Saved data entries:
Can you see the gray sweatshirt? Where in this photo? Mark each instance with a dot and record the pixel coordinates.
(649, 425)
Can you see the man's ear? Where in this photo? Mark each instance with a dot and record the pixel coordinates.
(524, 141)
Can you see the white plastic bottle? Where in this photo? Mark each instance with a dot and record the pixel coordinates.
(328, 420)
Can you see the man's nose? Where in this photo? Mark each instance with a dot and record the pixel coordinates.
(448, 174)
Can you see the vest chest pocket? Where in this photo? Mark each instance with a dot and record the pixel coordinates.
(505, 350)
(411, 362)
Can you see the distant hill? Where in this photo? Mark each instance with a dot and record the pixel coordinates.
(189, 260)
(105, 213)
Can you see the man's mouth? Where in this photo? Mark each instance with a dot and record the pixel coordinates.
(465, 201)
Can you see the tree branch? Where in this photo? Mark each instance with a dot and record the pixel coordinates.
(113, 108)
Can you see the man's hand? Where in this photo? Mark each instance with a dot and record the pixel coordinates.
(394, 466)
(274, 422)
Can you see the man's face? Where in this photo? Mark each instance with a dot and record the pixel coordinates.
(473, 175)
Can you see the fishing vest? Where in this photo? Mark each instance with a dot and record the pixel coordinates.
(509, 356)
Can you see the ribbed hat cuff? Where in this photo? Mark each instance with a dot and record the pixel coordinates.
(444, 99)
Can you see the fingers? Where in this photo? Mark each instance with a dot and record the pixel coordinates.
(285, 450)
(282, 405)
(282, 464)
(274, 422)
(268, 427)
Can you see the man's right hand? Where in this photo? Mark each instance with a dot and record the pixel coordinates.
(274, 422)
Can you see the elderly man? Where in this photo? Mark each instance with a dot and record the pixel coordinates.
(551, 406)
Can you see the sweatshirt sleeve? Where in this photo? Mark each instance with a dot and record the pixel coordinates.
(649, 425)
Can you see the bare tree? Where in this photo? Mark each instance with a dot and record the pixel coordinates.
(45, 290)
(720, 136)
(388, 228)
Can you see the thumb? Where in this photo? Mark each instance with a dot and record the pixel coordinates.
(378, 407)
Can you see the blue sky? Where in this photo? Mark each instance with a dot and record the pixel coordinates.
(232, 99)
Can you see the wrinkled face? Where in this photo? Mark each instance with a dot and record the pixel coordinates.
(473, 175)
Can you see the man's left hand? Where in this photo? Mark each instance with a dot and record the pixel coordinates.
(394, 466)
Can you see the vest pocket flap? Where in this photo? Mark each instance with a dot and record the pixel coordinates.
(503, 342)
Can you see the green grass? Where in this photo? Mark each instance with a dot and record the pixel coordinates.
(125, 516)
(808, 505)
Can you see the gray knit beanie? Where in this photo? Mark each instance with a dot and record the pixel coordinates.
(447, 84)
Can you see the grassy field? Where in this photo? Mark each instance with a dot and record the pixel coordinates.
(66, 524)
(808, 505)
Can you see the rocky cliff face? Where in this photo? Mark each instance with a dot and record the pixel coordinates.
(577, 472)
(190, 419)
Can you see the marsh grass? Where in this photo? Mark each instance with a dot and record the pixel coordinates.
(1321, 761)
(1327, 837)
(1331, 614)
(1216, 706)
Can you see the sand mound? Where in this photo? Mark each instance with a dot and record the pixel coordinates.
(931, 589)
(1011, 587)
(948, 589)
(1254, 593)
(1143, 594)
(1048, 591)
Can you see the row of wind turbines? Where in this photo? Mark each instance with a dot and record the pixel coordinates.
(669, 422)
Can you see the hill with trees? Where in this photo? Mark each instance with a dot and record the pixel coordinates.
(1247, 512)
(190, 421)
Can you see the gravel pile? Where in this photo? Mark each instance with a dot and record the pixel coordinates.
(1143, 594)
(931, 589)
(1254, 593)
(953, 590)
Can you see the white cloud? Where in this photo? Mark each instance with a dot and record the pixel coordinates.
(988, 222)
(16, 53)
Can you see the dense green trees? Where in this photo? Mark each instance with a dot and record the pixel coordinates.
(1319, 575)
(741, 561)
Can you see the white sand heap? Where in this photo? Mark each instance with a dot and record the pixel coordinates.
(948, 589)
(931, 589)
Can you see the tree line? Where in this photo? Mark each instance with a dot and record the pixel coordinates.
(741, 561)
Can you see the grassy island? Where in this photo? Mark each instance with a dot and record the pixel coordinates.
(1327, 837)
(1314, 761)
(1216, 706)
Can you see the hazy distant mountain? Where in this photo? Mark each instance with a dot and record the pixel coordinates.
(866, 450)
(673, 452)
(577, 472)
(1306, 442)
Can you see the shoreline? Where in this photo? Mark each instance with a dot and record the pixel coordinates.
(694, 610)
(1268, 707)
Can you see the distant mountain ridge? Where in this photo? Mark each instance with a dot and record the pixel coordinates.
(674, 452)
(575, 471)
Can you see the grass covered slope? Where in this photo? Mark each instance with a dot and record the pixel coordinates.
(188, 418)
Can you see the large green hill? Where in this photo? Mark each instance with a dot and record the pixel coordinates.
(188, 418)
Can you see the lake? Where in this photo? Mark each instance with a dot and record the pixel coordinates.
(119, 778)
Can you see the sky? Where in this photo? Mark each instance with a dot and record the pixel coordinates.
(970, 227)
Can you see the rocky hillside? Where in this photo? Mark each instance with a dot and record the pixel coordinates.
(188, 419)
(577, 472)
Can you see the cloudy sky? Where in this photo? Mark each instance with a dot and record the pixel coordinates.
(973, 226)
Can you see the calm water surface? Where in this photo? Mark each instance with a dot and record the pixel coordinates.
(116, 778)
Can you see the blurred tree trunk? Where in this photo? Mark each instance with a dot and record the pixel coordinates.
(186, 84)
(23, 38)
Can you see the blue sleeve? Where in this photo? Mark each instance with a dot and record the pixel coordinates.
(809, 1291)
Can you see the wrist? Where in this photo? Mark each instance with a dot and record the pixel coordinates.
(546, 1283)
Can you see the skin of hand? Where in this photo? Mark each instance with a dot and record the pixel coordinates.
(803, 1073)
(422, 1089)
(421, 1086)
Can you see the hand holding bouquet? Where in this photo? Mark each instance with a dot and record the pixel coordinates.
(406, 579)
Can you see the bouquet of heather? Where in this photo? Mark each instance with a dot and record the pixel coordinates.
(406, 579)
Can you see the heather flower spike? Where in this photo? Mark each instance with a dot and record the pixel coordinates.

Task to carry out >>
Output every line of the data above, from the line containing "Can you see the calm" through the last line of the data, inclusive, with no changes.

Worked answer >>
Can you see the calm water surface? Where in this photo? Mark each instance with a dot and record the pixel coordinates.
(116, 778)
Can you see the blurred tree trunk? Where in this photo? Mark each instance with a dot and record the pixel coordinates.
(186, 84)
(23, 38)
Can you see the blue sleeve? Where in this photo? Mark each instance with a dot and record the pixel coordinates.
(809, 1291)
Can you see the wrist? Where in this photo? Mark each instance with a dot and record the pixel coordinates.
(546, 1283)
Can you see the skin of hand? Where in this photo? Mark each instance with a dot and record the pixel coordinates.
(803, 1073)
(422, 1089)
(421, 1086)
Can you see the hand holding bouquet? Where in this photo? Mark each instance with a dot and record the pixel coordinates.
(406, 579)
Can you see the bouquet of heather? Where in this photo? Mark each instance with a dot and record the pixel coordinates.
(406, 579)
Can you see the heather flower spike? Where in this photo? Mark each instance with a dot and record the pixel coordinates.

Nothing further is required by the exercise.